The Siwalik foreland basin along the southern boundary of the Lesser Himalaya preserves an erosional history of the uplift and exhumation of the Himalaya since collision. Garzanti (2019)   summarizes the stratigraphic, petrological and mineralogical evidence from the foreland basin sequence. The onset of India–Asia collision is pinned down to middle Paleocene (60–58.5 Ma) time with the first provenance of Asia plate material interbedded with Indian plate continental rise rocks. The final marine sedimentary rocks within the suture zone and along the north Indian plate margin are c. 50.5 Ma. Thus, the timing of India–Asia collision could be bracketed between these two ages. The abrupt appearance of metamorphic fragments derived from the uplifted GHS appears at c. 23 Ma.

A comprehensive review of historical seismicity along the Himalaya is provided by Bilham (2019)   . He assesses the risk and slip potential of different segments of the Himalaya and concludes that more than half the region has the potential to host a great earthquake (M w ≥ 8.0). This is particularly worrying given the magnitude of destruction and loss of life (>9000 dead, 22 000 injured) that occurred during the 25 April 2015 M w 7.8 Gorkha earthquake. This earthquake occurred at midday on a Saturday when schools were closed and most people were outdoors; if it had happened at night or during school time, the death toll would have been far greater. He argues that the death toll of a major nocturnal earthquake could exceed 100 000 owing to increased population and the vulnerability of present-day construction methods. Priestley et al. (2019)   review all the geophysical data that allow an interpretation of the deep structure of the Himalaya, including seismic, gravity and modelling. They argue that, although the gross crustal structure of much of the Himalaya is becoming better known, understanding of the internal structure is still sketchy.

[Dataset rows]
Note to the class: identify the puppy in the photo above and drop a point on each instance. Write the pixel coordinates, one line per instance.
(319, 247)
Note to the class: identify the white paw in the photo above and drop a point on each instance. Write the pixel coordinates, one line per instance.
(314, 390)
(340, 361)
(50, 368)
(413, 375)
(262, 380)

Problems:
• a. Do these statements agree with the passage on the Himalaya? Answer yes or no for each, quoting the words of the passage that decide it: (i) The 2015 Gorkha earthquake struck at night. (ii) Garzanti dates the onset of India–Asia collision to the middle Paleocene. (iii) Priestley et al. regard the internal structure of the Himalaya as well understood.
• b. Can you extend the passage on the Himalaya, starting right after its final sentence about Priestley et al.?
The listing above comes from a separate source.

Exercise results:
• a.
(i) No: "This earthquake occurred at midday on a Saturday when schools were closed and most people were outdoors"
(ii) Yes: "The onset of India–Asia collision is pinned down to middle Paleocene (60–58.5 Ma) time"
(iii) No: "understanding of the internal structure is still sketchy"

• b.
The Asian margin of the India–Asia collision zone comprises the Gangdese granite belt along the southern margin of the Lhasa Block, and the northern terranes of the Qiangtang and Kunlun. These central Tibet terranes continue west into the Karakoram Mountains and Pamir ranges. Metcalf & Kapp (2019)   present results of mapping more than 200 km of the Yarlung Suture zone using detrital zircon U–Pb ages and petrography. Their model has the Zedong arc representing the southward migration of the Gangdese arc as it was emplaced onto a forearc ophiolite complex along the southern margin of Asia. Zhu et al. (2018)   review the magmatism along the Gangdese batholith of south Tibet since 120 Ma using a very large dataset of 290 U–Pb zircon ages that span c. 210 – c. 10 Ma. The majority of the ages are from the main calc-alkaline granite–granodiorite Gangdese rocks, but an important minority are from the small volume felsic adakites that were erupted at c. 16 Ma. The age of the Linzizong calc-alkaline volcanics is now refined to c. 60–52 Ma.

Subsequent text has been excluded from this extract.